What you have to do
Rewrite the part of the records below that opens with the line containing "of the tire" and closes with the line containing "x=204, y=125" as a numbered list, leaving out any blank lines.

_ _ _ _ _ _ _

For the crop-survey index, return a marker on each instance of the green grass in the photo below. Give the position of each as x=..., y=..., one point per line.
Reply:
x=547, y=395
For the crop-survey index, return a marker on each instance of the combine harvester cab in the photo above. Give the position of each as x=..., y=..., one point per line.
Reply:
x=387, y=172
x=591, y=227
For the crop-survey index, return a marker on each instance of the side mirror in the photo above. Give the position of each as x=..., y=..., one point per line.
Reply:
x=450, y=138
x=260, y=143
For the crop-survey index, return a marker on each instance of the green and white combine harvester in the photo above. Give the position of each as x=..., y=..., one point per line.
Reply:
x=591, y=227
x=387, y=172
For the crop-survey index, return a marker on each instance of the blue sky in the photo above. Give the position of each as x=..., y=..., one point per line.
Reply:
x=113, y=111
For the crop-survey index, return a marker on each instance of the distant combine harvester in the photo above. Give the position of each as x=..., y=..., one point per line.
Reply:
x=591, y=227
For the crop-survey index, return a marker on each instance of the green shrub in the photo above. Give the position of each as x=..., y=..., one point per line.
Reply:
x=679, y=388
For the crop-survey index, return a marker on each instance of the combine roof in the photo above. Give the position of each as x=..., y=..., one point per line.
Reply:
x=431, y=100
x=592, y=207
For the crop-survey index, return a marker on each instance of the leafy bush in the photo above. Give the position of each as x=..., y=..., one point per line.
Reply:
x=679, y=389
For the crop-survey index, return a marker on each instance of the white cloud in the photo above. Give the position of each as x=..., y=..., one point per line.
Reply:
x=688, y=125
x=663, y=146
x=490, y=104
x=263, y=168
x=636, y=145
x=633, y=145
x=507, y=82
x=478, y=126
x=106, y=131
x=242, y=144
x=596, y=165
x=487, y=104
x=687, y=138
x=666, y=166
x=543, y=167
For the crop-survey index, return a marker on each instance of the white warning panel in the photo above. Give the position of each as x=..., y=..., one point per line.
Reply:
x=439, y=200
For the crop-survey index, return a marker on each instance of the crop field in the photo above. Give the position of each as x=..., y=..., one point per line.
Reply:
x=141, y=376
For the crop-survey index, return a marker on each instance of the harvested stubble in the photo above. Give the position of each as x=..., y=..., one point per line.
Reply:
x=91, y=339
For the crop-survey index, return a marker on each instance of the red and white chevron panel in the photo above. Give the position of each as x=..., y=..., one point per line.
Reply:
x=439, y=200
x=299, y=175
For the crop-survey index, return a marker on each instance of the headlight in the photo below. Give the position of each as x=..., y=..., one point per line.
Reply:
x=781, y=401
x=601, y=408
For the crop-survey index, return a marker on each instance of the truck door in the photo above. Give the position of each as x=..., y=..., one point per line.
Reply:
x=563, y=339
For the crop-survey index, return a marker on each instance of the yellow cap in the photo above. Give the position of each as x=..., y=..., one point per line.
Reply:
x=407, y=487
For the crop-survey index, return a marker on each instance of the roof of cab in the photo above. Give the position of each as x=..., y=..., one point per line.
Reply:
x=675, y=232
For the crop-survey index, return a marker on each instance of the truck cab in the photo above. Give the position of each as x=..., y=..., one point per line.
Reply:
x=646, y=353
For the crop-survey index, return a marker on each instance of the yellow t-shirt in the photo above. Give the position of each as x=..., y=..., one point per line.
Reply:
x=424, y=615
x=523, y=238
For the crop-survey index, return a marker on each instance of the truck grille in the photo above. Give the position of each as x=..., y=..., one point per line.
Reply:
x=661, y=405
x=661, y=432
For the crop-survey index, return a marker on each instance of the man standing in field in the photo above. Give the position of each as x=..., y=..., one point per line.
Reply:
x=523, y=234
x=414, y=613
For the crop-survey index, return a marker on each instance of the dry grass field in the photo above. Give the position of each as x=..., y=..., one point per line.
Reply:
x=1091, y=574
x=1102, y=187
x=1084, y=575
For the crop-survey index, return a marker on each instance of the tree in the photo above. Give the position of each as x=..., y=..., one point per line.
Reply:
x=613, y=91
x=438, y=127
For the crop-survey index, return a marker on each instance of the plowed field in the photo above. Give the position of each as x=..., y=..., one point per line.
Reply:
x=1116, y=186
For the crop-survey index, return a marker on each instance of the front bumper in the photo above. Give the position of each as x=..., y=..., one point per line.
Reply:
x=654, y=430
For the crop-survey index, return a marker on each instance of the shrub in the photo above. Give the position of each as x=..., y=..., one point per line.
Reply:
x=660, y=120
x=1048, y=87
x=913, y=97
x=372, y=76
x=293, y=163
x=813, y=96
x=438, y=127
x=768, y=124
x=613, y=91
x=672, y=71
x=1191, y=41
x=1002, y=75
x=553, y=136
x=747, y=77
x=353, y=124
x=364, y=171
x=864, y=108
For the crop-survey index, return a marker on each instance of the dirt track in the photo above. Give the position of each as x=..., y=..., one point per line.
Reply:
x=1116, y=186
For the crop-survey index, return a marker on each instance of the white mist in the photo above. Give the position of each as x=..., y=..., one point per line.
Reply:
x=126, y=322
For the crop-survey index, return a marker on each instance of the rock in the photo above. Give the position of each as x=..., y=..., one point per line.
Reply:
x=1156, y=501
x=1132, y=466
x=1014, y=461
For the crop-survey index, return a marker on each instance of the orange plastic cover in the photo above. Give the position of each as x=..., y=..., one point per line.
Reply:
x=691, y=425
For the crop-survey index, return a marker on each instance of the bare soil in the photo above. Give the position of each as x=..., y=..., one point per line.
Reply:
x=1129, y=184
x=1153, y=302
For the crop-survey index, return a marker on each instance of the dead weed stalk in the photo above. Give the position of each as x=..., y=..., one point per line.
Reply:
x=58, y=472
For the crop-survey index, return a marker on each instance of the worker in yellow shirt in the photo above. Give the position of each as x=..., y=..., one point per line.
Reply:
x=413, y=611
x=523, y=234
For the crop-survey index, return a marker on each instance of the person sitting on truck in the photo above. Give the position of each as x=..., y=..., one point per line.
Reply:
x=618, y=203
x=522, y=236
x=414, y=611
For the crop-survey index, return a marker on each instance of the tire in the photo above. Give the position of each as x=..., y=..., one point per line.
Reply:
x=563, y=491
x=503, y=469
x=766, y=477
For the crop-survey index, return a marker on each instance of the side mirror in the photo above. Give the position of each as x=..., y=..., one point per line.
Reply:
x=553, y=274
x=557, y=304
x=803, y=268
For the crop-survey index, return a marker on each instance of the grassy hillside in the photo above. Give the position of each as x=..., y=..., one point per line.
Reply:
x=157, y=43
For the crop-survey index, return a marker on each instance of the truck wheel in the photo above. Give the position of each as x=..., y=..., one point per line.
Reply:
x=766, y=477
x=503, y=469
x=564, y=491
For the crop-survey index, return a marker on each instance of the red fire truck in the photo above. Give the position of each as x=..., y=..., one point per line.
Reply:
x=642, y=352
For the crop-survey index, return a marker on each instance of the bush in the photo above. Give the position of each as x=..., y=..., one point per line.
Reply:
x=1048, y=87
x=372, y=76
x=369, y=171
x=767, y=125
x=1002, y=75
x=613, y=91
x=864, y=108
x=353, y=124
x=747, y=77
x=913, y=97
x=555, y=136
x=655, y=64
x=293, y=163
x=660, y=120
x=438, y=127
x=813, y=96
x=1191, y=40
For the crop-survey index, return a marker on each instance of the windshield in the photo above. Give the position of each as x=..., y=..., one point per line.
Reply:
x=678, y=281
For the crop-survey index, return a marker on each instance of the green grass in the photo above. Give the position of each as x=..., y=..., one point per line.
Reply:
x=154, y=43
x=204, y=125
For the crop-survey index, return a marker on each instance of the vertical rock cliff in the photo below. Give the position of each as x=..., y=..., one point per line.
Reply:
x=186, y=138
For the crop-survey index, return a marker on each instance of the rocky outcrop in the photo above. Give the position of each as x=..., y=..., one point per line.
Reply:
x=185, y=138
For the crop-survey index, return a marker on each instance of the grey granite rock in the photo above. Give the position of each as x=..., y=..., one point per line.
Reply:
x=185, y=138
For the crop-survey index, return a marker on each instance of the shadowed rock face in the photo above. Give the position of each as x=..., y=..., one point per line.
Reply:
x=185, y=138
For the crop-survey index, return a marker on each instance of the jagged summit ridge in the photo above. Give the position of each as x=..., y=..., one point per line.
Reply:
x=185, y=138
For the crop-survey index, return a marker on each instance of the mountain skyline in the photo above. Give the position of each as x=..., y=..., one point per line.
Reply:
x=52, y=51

_ _ _ _ _ _ _

Response
1. For the crop-survey index, return a marker on each instance of the tire in the photo above. Give the position of each as x=..., y=..., one point per line.
2. Reply:
3. x=563, y=491
4. x=503, y=469
5. x=766, y=477
6. For the crop-survey index, return a marker on each instance of the side mirror in the photo above. Give the position of each as x=..., y=..., one point per line.
7. Reply:
8. x=553, y=274
9. x=557, y=304
10. x=803, y=268
11. For the crop-survey index, return a marker on each instance of the grassy hillside in the photo above. Give the position of each as x=..., y=..., one point per line.
12. Reply:
13. x=157, y=43
14. For the crop-survey index, return a marker on each instance of the truck wheel in the photo above. Give the position of each as x=..., y=..., one point per line.
15. Reply:
16. x=766, y=477
17. x=503, y=469
18. x=564, y=491
19. For the crop-survey index, return a marker on each instance of the red fire truck in the photo above. Give the position of each as x=..., y=..., one point per line.
20. Reply:
21. x=642, y=352
22. For the crop-survey index, return a marker on each instance of the bush in the photo above. Give the position of each as x=..., y=..., one point per line.
23. Reply:
24. x=1048, y=87
25. x=372, y=76
26. x=369, y=171
27. x=767, y=125
28. x=1002, y=75
29. x=613, y=91
30. x=864, y=108
31. x=353, y=124
32. x=747, y=77
33. x=913, y=97
34. x=555, y=136
35. x=655, y=64
36. x=293, y=163
37. x=660, y=120
38. x=438, y=127
39. x=813, y=96
40. x=1191, y=40
41. For the crop-survey index, return a marker on each instance of the windshield in the photo above. Give the position of each as x=..., y=..., one point per line.
42. Reply:
43. x=678, y=281
44. For the crop-survey index, return a marker on each instance of the green grass in the photo above. Give the position of each as x=..., y=..., one point per line.
45. Reply:
46. x=154, y=43
47. x=204, y=125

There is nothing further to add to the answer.